▶ [Short exercise]
Write out the entries below word for word, from their first line through the line that contains "[(47, 619)]", with both ends included. Leave the pictures out of your copy.

==== Task data ====

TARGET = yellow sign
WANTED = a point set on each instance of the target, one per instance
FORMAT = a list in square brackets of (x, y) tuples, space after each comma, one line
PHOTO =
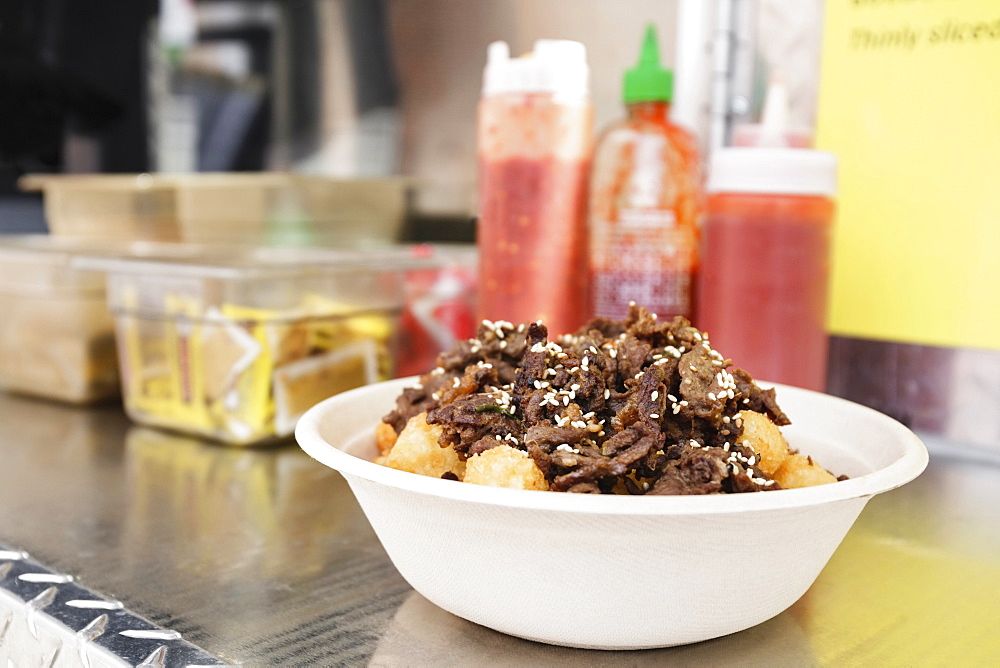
[(910, 103)]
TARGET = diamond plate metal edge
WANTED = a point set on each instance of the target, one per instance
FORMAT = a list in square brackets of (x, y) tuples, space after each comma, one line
[(47, 619)]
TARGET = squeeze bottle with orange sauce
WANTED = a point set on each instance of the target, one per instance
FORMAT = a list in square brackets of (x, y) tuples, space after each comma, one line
[(644, 201), (765, 261), (534, 142)]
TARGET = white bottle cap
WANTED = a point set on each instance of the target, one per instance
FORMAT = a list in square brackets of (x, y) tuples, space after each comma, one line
[(556, 66), (782, 171)]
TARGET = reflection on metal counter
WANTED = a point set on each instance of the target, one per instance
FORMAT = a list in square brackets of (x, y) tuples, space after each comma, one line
[(262, 557)]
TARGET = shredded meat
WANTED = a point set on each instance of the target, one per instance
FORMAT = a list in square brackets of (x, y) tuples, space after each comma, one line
[(636, 406)]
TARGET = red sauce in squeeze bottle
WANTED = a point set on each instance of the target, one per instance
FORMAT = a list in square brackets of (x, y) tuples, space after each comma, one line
[(762, 294), (534, 141)]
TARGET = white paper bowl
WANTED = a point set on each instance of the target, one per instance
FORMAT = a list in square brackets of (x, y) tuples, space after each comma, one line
[(615, 572)]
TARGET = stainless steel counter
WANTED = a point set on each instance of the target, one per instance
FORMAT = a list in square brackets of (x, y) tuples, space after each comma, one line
[(262, 557)]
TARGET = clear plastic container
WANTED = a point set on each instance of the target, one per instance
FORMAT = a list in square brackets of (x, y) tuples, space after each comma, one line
[(272, 208), (134, 207), (235, 344), (56, 334), (262, 208), (645, 201)]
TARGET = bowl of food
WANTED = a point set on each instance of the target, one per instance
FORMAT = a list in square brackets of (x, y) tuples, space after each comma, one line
[(620, 488)]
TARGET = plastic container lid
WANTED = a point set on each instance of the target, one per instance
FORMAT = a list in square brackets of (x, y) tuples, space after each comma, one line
[(555, 66), (786, 171), (648, 81)]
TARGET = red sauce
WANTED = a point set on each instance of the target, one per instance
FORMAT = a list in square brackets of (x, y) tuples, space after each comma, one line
[(532, 239), (644, 206), (763, 284)]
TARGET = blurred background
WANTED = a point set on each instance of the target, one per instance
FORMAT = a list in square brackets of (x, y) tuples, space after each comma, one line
[(347, 88), (380, 96)]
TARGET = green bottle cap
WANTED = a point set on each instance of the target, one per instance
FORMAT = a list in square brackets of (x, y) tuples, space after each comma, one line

====

▶ [Worked solution]
TARGET = yellow sign
WANTED = a point set on each instance of the target, one per instance
FORMAT = a list in square brackets of (x, y) tuples, space after each comma, one line
PHOTO =
[(910, 103)]
TARGET = diamond plate metal edge
WANTED = a point set on each instance of the target, one per instance
FORMAT = a list in square brackets of (x, y) tuples, space after each comma, one line
[(47, 619)]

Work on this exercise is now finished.